** Start of DATA SECTION **

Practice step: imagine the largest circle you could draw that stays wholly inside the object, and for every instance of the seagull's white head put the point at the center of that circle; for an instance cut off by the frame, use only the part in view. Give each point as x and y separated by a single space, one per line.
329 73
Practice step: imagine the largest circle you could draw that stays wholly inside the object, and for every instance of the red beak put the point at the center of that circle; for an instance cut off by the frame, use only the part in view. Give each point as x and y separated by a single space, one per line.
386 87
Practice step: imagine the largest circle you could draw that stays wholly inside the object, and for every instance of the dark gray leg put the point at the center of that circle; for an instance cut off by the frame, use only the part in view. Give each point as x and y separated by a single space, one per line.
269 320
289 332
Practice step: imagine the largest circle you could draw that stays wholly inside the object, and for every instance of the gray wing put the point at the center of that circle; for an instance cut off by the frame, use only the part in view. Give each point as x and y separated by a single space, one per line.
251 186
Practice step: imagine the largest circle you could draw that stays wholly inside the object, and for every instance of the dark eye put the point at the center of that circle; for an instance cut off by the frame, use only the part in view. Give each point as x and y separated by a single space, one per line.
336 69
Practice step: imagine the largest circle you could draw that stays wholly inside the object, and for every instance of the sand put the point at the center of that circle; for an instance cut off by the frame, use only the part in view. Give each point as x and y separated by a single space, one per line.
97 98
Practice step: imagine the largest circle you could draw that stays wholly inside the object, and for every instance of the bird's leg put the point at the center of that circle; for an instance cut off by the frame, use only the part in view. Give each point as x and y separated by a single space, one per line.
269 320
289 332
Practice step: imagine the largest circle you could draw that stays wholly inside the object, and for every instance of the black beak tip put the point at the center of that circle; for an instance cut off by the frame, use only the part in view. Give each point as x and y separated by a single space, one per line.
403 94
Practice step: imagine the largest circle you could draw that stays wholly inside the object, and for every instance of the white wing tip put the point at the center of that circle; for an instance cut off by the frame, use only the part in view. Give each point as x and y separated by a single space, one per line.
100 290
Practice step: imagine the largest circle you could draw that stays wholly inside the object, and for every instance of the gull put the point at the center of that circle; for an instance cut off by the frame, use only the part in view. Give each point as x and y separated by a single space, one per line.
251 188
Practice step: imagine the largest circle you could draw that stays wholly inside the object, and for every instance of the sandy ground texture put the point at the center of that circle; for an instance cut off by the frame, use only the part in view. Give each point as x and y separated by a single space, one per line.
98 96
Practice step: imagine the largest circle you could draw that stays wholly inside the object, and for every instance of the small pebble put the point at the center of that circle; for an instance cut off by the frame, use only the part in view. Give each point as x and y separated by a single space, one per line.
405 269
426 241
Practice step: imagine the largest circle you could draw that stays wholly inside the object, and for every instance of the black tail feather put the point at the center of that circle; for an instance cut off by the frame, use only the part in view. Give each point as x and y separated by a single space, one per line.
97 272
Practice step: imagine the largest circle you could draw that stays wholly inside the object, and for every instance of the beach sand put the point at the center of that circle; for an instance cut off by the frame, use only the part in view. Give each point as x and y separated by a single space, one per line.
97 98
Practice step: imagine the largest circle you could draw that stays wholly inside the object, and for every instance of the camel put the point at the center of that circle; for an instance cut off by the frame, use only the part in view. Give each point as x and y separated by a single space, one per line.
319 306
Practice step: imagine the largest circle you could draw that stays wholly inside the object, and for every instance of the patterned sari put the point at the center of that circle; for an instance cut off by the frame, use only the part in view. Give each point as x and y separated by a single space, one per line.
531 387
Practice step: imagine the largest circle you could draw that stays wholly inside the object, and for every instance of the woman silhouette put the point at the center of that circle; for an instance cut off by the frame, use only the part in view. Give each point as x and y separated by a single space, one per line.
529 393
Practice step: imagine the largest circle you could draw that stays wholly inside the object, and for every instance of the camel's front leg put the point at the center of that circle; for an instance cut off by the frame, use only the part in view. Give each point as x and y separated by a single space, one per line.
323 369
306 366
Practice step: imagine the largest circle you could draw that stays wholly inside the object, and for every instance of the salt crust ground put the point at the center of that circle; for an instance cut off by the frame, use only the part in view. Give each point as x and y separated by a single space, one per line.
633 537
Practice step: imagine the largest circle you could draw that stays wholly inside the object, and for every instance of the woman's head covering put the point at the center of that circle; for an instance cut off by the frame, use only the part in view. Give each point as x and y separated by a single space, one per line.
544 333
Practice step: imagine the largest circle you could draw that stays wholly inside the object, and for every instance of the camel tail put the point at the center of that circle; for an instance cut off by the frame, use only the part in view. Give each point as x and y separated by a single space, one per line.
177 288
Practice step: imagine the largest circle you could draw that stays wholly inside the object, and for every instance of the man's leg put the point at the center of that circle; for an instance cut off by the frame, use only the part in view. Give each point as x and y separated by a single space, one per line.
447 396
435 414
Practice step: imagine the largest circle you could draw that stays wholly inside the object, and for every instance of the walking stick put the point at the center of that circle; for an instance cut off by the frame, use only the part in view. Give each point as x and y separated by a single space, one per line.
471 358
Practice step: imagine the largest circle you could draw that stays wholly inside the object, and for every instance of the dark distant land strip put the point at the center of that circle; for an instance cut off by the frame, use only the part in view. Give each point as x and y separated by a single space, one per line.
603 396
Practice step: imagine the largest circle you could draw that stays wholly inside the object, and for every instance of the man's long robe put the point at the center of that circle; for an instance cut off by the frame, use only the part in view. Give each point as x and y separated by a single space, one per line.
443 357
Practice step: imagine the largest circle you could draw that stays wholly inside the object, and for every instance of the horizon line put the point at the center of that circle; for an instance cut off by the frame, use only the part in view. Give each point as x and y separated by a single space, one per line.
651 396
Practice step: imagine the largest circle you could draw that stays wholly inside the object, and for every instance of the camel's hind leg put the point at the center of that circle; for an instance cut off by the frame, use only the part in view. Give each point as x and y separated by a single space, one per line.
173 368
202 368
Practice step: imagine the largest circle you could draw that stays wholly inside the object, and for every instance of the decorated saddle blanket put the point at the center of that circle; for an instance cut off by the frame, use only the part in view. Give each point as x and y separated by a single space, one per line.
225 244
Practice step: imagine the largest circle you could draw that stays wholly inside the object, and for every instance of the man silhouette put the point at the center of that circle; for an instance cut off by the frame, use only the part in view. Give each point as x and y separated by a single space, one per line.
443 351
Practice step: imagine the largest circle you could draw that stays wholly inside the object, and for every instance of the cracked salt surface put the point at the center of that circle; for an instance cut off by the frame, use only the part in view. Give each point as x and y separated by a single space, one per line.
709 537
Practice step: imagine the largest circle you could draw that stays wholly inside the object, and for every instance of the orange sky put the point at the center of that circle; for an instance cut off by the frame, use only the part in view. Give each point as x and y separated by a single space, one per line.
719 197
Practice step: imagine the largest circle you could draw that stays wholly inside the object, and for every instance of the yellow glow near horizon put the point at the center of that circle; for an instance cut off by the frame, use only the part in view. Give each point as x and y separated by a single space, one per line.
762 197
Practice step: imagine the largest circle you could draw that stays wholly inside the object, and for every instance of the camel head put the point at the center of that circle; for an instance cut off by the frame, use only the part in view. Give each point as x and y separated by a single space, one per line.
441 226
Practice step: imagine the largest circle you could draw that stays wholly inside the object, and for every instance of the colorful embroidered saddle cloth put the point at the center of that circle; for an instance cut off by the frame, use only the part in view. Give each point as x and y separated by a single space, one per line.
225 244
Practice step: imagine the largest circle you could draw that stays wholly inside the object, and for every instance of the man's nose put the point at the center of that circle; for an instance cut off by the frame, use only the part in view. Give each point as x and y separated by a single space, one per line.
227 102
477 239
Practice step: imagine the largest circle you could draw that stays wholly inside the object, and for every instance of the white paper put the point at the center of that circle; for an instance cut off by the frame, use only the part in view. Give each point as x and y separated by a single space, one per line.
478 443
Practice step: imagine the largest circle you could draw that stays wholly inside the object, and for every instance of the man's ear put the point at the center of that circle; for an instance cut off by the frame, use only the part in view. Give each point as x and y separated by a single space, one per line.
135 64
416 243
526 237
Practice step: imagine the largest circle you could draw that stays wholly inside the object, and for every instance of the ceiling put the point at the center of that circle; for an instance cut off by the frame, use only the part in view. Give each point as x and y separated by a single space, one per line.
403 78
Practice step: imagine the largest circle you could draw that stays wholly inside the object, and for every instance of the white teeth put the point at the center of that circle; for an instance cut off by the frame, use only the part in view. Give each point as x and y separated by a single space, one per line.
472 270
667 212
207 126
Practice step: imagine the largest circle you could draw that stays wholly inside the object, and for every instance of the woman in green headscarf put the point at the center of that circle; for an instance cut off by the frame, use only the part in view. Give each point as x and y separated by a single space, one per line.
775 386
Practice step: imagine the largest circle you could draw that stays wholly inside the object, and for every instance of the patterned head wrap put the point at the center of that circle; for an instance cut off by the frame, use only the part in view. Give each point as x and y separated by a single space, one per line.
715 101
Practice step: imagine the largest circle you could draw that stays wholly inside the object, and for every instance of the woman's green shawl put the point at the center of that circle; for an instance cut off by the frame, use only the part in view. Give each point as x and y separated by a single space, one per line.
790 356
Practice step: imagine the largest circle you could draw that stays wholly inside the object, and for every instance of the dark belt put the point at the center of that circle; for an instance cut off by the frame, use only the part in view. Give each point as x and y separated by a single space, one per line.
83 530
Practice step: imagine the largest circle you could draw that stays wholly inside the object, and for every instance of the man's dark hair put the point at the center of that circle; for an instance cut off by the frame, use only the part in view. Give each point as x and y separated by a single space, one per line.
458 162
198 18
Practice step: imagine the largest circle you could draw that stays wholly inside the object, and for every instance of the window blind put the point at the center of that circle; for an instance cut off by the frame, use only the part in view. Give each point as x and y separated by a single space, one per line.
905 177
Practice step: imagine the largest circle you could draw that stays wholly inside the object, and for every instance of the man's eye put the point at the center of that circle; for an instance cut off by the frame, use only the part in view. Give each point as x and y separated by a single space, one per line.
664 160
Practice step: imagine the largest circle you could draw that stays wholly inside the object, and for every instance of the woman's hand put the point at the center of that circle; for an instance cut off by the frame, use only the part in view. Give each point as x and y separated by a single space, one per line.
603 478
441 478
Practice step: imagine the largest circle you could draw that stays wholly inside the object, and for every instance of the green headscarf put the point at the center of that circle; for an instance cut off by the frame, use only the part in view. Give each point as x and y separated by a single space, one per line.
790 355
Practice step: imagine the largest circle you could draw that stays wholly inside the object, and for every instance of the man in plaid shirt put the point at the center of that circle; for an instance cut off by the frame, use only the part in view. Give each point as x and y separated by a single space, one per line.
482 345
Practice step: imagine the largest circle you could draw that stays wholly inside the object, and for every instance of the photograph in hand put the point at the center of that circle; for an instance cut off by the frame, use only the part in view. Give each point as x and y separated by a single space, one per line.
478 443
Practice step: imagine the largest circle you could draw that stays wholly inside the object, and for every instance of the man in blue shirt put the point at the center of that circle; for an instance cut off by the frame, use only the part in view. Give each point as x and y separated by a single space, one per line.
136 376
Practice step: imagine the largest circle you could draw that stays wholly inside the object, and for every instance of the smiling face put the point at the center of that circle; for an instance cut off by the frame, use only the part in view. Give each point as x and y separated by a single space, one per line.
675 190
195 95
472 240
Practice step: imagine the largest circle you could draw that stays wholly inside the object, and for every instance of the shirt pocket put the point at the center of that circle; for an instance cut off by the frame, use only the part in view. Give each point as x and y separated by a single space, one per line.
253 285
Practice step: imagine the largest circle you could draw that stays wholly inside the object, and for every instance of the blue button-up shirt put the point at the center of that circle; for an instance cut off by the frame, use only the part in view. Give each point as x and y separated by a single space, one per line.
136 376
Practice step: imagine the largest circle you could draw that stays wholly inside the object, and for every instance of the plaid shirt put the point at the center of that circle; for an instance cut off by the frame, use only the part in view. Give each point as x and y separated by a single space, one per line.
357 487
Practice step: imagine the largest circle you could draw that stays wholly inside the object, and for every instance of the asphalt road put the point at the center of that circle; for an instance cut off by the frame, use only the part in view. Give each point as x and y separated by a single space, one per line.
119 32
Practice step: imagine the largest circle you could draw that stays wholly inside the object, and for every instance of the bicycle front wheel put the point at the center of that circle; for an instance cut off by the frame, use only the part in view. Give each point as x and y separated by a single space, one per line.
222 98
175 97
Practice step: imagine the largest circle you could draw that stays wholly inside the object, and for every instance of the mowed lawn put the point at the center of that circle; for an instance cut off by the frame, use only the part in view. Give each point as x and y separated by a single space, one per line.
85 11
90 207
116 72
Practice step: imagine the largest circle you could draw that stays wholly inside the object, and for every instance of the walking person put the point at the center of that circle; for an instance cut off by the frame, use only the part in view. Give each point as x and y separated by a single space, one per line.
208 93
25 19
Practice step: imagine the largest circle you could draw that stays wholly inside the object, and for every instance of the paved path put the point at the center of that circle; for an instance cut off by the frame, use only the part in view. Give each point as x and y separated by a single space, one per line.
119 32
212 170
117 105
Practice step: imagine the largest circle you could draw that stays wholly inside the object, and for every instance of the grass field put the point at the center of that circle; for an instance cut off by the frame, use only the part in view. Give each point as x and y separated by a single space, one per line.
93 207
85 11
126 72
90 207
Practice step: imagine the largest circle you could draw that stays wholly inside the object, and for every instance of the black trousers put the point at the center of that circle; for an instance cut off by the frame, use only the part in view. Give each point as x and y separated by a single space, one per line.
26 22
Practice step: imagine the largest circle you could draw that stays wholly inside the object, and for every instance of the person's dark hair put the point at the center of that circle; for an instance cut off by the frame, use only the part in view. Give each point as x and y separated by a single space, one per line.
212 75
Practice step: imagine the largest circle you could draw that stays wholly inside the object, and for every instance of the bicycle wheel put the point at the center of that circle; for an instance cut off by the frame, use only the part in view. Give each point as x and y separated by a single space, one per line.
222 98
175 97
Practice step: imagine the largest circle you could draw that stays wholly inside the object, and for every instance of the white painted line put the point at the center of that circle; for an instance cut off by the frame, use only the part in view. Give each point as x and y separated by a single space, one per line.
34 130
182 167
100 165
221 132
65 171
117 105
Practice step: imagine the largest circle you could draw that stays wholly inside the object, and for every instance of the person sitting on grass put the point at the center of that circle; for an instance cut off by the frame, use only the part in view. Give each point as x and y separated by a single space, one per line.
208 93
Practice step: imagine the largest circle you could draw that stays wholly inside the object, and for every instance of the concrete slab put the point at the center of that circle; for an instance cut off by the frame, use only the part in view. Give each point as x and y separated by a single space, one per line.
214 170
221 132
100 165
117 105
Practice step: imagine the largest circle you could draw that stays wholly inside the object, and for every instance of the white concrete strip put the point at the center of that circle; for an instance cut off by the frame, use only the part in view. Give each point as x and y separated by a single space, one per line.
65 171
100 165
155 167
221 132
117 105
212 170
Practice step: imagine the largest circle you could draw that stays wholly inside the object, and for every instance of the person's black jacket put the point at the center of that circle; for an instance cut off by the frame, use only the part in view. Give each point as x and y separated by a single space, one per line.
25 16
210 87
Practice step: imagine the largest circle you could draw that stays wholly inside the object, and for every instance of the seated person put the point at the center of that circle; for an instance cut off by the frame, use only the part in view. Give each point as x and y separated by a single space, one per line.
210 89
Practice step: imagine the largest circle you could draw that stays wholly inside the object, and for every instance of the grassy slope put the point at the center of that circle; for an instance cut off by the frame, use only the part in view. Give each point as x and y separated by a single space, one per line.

** End of DATA SECTION **

**YOUR OBJECTIVE:** Look above for the line containing "the person's black"; copy from it through the last line, exactly, and nothing more.

**THE COMPLETED TASK:**
Practice step: imagine the largest circle you could draw that stays wholly inside the object, and for every instance of the person's black jacket put the point at the center of that circle; for an instance cut off by the frame, use only the part in view. Give each point as x and y separated by a single space, one per line.
25 16
210 87
Practice step: imagine the largest circle you could draw that stays wholly inside the object, and for every instance of the seated person put the point at the center of that circle; for an instance cut off by the frame, use only the part in view. Give each point as x and y separated by a single space, one per line.
210 89
Practice step: imagine the largest circle you could draw that stays wholly inside the object, and for every instance of the grassy slope put the point at the center of that circle; for an instance cut off by the frame, use only the part in view. Give each point as x and y separated by a single space, one per line.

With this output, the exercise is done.